Stated exercise: Set down the line that contains "Would you be able to indicate the snow shown" and every line after it to the end of the entries, exactly as they stand and nothing more.

● ● ● ●

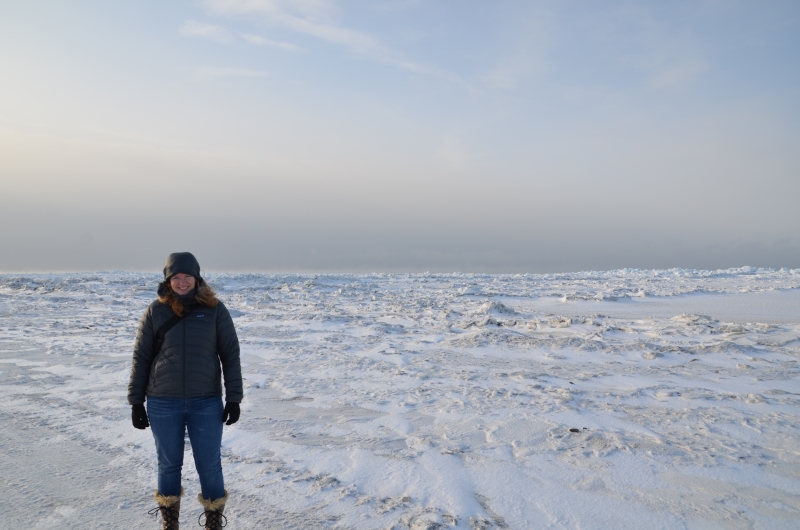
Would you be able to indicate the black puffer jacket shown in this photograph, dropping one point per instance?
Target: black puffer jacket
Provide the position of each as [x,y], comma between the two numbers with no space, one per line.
[188,365]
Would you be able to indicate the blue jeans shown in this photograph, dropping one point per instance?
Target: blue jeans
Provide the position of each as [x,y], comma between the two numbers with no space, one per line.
[170,418]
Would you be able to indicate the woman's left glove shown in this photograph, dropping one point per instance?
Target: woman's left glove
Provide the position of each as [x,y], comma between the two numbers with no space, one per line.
[139,417]
[231,413]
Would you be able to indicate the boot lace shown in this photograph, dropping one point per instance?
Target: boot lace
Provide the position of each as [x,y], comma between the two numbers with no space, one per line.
[168,513]
[214,519]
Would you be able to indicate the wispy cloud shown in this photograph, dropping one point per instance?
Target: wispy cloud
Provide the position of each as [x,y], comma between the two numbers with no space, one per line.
[318,18]
[207,31]
[206,72]
[676,75]
[261,41]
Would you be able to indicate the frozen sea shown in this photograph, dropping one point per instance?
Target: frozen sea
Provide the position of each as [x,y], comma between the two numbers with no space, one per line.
[621,399]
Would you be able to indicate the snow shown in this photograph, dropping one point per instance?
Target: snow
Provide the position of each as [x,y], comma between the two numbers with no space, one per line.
[629,398]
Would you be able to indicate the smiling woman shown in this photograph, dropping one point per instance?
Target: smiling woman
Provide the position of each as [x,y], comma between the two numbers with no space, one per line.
[183,339]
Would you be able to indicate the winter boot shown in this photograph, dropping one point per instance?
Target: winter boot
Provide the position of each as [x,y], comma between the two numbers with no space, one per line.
[213,512]
[170,508]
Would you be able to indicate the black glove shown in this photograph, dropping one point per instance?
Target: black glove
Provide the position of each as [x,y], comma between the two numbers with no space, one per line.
[231,413]
[139,417]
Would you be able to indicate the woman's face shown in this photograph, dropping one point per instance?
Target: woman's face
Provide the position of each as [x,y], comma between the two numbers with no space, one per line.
[182,283]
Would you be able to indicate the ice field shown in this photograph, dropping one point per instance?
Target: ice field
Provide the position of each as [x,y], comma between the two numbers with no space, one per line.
[622,399]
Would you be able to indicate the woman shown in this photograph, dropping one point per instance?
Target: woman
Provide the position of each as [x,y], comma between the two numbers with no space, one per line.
[179,374]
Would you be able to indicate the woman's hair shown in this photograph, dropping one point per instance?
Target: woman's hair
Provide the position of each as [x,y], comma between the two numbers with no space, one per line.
[204,295]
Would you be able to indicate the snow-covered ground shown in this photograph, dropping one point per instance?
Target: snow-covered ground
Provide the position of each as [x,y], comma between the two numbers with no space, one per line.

● ● ● ●

Reply to the task:
Would you be able to indicate the snow shown in this photograph, dropping one point per instance?
Target: snow
Provide the position of each as [x,y], comma between the two numbers with no space, one per line.
[629,398]
Would you be able to indicate the smiling woman shown in this photograph, dropping one point per instance?
Target: smiling woman
Provide the position of each as [x,y], comma between the two numbers with no space, one per line.
[183,339]
Would you be able to indicate the winter boot shown in this photograph, dropping one point per instance?
Target: winter boot
Provide the position of each as [x,y], comma between the two numbers with no space, one per line.
[213,512]
[170,508]
Would you be able to indicate the black glove shown in this photograph, dropping one point per instance?
Target: black glove
Provide the position of each as [x,y], comma between the two numbers with no space, one per line.
[231,413]
[139,417]
Would you be able to indicate the woman's face shown in this photograph, dropping one point per instance?
Target: woman's face
Provide the position of each as [x,y], comma between the two numbers with no space, one per line.
[182,283]
Would you be able to indicate the ice field shown in this photograph, dropping one point per instance?
Target: ice field
Provide the position of each as [x,y], comma between the two numbers with no space, one per line.
[622,399]
Would you be able to indicate the woman shown in this photograph, dropping one point per instance?
Target: woman
Provide the position of each as [x,y], comma between the two numbers with no space, one per line.
[179,374]
Would you be able to indicate the woman's hair shown in this photograph, dropping one point per instance?
Target: woman's hair
Provide the position of each as [x,y], comma between the two numbers with no space, one per line.
[204,295]
Would you be able to indicate the snow-covered ground shown in this photograph, dropping one point per instance?
Target: snow-covered ground
Provide the position of each as [x,y], comma between the two numbers with no space, one per line.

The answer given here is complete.